> _Problem details_
Please find each line in the material below that contains the string "person", and copy those lines out in full.

> _Available data_
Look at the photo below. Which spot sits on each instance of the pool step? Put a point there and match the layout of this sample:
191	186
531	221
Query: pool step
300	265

--

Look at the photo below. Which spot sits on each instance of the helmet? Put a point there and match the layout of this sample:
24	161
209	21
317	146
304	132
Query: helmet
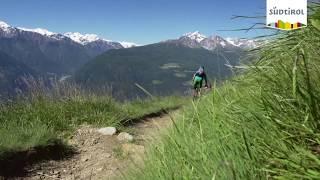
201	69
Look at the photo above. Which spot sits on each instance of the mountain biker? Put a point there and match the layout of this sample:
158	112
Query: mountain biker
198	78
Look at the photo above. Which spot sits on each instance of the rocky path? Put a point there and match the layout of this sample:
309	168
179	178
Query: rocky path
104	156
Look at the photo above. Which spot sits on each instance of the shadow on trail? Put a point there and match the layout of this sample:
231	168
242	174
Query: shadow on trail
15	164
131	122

...

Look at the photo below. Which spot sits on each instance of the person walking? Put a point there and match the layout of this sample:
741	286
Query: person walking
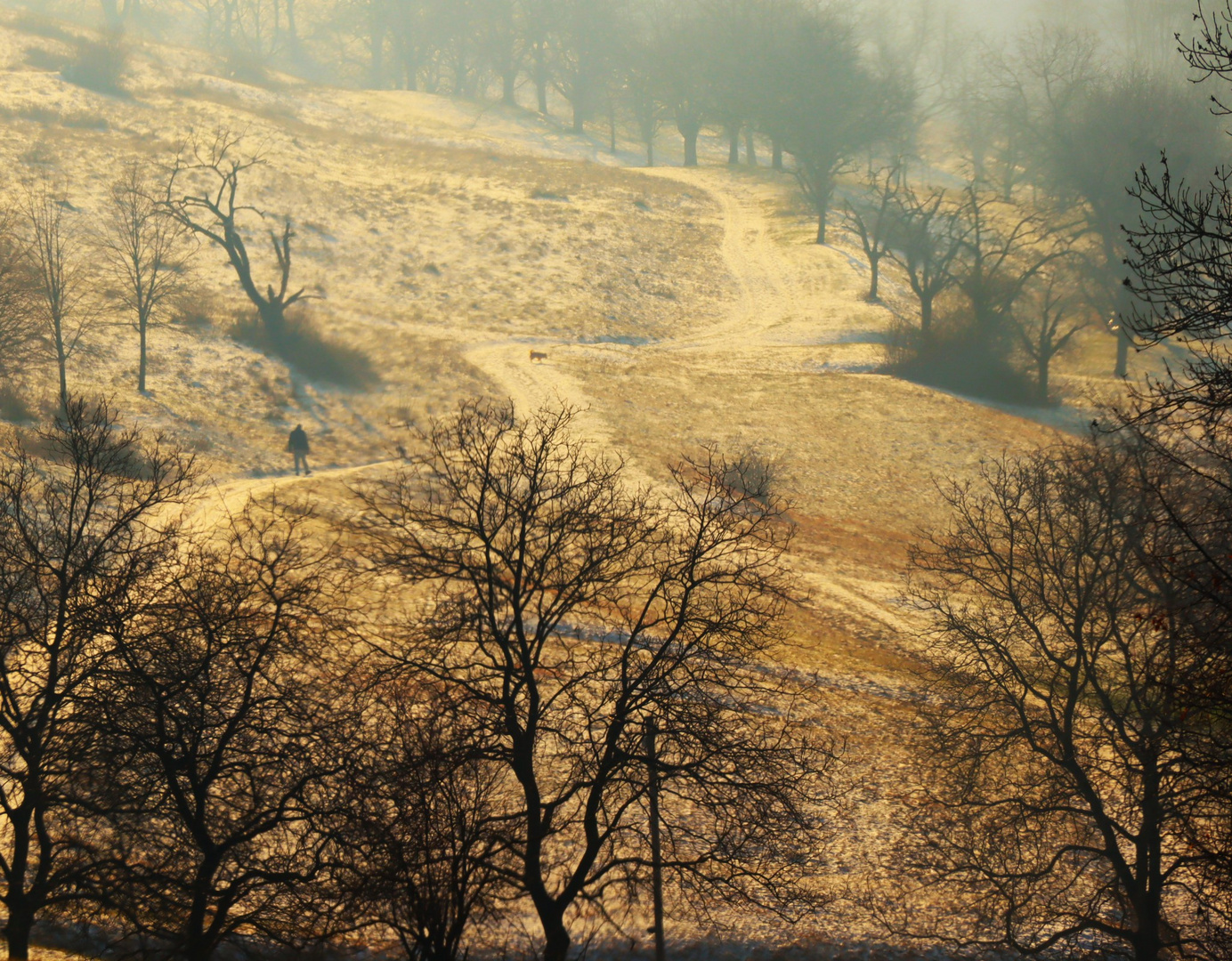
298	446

> _Complete response_
Look at the photo below. Which spot sits on each instance of the person walking? Put a point there and match the layout of this sample:
Query: person walking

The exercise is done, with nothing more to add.